Text passage =
══════════════════════════════

You are viewing a plain text version of this content. The canonical link for it is here.
Posted to user@mahout.apache.org by Lewis John Mcgibbney <le...@gmail.com> on 2015/05/09 02:03:48 UTC

Replacement for DefaultAnalyzer

Hi Folks,
I'm making an upgrade from Mahout 0.7 --> 0.9.
I am experiencing the same problem as experienced in the following post [0].
Can someone please suggest what I should replace DefaultAnalyzer with? I am
aware that it was removed from the Mahout API in 0.8?
In the meantime I am going to tst an implementation of Lucene's base
implementation for the Lucene version matching Mahout 0.9.
Thanks in advance to anyone who has the context here.
Best
Lewis

[0] http://www.mail-archive.com/user%40mahout.apache.org/msg14344.html

-- 
*Lewis*

Re: Replacement for DefaultAnalyzer

Posted by Lewis John Mcgibbney <le...@gmail.com>.

══════════════════════════════

Input data =

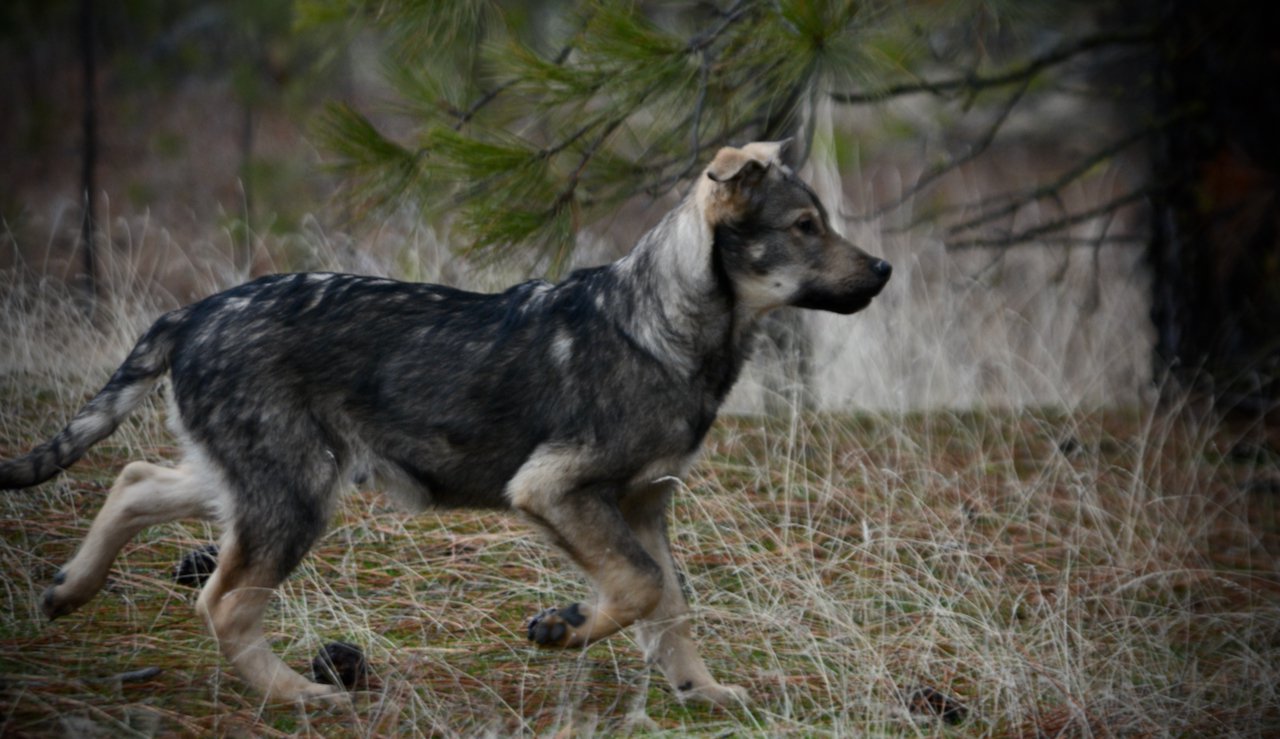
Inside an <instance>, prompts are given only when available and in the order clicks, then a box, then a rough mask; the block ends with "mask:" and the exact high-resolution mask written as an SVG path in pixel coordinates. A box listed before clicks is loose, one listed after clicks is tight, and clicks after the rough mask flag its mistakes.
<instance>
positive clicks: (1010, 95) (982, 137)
mask: <svg viewBox="0 0 1280 739" xmlns="http://www.w3.org/2000/svg"><path fill="white" fill-rule="evenodd" d="M1029 85H1030V78H1028V79H1024V81H1023V86H1021V87H1019V88H1018V90H1016V91H1015V92H1014V93H1012V95H1010V96H1009V100H1007V101H1005V106H1004V108H1002V109H1001V110H1000V114H998V115H996V119H995V120H993V122H992V123H991V126H988V127H987V131H986V132H983V134H982V138H979V140H978V141H975V142H974V143H973V146H970V147H969V150H968V151H965V152H964V154H961V155H960V156H956V158H955V159H951V160H948V161H945V163H942V164H940V165H936V166H933V168H932V169H929V170H927V172H924V173H923V174H920V177H919V178H916V181H915V183H914V184H911V187H909V188H908V190H906V191H905V192H904V193H902V195H900V196H899V197H897V199H895V200H892V201H890V202H887V204H884V205H882V206H879V207H877V209H876V210H873V211H870V213H868V214H863V215H854V216H851V220H855V222H867V220H872V219H876V218H879V216H882V215H884V214H886V213H888V211H891V210H896V209H899V207H901V206H902V205H904V204H905V202H908V201H909V200H911V199H913V197H915V196H916V195H919V193H920V191H923V190H924V188H927V187H929V186H931V184H933V183H934V182H937V179H938V178H941V177H942V175H945V174H947V173H948V172H952V170H955V169H957V168H960V166H964V165H965V164H968V163H969V161H973V160H974V159H977V158H978V156H979V155H980V154H982V152H983V151H986V150H987V149H989V147H991V145H992V142H995V141H996V136H997V134H998V133H1000V129H1001V128H1002V127H1004V126H1005V122H1006V120H1009V115H1010V113H1012V110H1014V108H1016V106H1018V102H1019V101H1020V100H1021V99H1023V95H1024V93H1025V92H1027V88H1028V86H1029Z"/></svg>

══════════════════════════════

Exercise = From the Mahout mailing list post above, reproduce word for word the passage starting with "Thanks in advance" and going on through "John Mcgibbney <le...@gmail.com>.".

Answer to the exercise =
Thanks in advance to anyone who has the context here.
Best
Lewis

[0] http://www.mail-archive.com/user%40mahout.apache.org/msg14344.html

-- 
*Lewis*

Re: Replacement for DefaultAnalyzer

Posted by Lewis John Mcgibbney <le...@gmail.com>.